#### Gestellte Aufgabe:
Schreib aus dem Text über das Frühstück die Passage von „Sie konnte sich“ bis einschließlich „Leistungsgesellschaft hochgejubelt worden.“ wortgetreu ab.

Wer morgens ausreichend isst, wird fitter, schlauer und schlanker. Mit dieser Weisheit macht die Ernährungsindustrie Milliardenumsätze. Forscher haben allerdings herausgefunden: Sie stimmt nicht.

Ein sonniger Tag beginnt. Auf einer Wildwiese vor Hügellandschaften haben ein paar gut gelaunte Erwachsene und Kinder Klapptische aufgebaut, ausgelassen beginnen sie ihr gemeinsames Frühstück. „Das Gute des Morgens”, sagt ein Sprecher aus dem Off. So geht der Werbespot, mit dem der Cerealien-Hersteller Kellogg’s (auch Kellogg Company) derzeit seine Frühstücksflocken bewirbt.

In der gesamten Branche herrscht derzeit ähnlich gute Laune wie in den Werbefilmen, die sie produzieren lässt. Denn das Geschäft mit Getreideflocken, Marmelade, Honig, Müsli und was sonst noch so alles auf den Frühstückstischen steht, läuft bestens. Allein in den ersten elf Monaten des vergangenen Jahres haben die Hersteller nach Daten des Marktforschungsunternehmens Nielsen 2,04 Milliarden Euro umgesetzt. Das sind etwa 100 Millionen mehr als im Jahr zuvor. Und die Industrie tut alles dafür, dass besorgte Eltern, gestresste Singles und gesundheitsbewusste alte Menschen dem Versprechen der Unternehmen glauben: Nur mit einem vernünftigen Frühstück hält der Körper gut bis zum Abend durch.

Zum Fetisch der Leistungsgesellschaft hochgejubelt

Sie konnte sich bisher darauf verlassen, dass ihre Werbung bloß eine tief verwurzelte Überzeugung bestätigte: Frühstück muss sein. Das ist der Grund, warum sich in Millionen deutschen Haushalten morgens Dramen abspielen. Mütter, die ihren noch verschlafenen Kindern Obstschälchen unter die Nase halten oder ihnen Honigbrote aufnötigen. Pendler, die mit leerem Magen und schlechtem Gewissen aus dem Haus hasten. War da nicht was mit gebremster Leistungsfähigkeit? Das Frühstück – es ist zu einem Fetisch der Leistungsgesellschaft hochgejubelt worden.

#### Daten zur Koordinatenbeschriftung:
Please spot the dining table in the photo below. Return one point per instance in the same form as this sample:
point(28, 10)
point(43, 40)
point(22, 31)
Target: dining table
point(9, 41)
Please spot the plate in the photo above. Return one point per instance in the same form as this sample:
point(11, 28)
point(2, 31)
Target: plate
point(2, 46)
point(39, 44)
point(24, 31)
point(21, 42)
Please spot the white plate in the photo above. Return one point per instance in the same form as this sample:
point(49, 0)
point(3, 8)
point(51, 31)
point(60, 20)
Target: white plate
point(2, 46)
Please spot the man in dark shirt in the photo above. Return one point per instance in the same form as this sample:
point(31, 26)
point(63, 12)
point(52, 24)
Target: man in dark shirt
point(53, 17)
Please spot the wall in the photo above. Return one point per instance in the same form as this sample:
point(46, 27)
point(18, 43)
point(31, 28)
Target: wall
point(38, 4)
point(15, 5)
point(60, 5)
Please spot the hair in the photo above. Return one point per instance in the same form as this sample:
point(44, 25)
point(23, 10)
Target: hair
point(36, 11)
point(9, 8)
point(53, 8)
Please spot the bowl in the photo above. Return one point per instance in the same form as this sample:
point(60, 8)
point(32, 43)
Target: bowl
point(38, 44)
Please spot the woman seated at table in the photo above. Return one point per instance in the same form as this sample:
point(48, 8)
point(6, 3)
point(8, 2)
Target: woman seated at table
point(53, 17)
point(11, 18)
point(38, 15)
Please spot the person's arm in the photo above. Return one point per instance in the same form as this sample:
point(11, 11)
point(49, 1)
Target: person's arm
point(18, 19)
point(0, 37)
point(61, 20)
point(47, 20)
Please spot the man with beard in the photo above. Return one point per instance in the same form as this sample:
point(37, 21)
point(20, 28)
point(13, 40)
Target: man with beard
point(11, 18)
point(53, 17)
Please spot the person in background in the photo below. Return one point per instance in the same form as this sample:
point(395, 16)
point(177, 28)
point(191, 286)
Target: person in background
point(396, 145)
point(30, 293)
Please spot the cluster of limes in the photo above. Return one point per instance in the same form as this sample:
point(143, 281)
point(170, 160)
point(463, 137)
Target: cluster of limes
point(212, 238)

#### Die Antwort:
Sie konnte sich bisher darauf verlassen, dass ihre Werbung bloß eine tief verwurzelte Überzeugung bestätigte: Frühstück muss sein. Das ist der Grund, warum sich in Millionen deutschen Haushalten morgens Dramen abspielen. Mütter, die ihren noch verschlafenen Kindern Obstschälchen unter die Nase halten oder ihnen Honigbrote aufnötigen. Pendler, die mit leerem Magen und schlechtem Gewissen aus dem Haus hasten. War da nicht was mit gebremster Leistungsfähigkeit? Das Frühstück – es ist zu einem Fetisch der Leistungsgesellschaft hochgejubelt worden.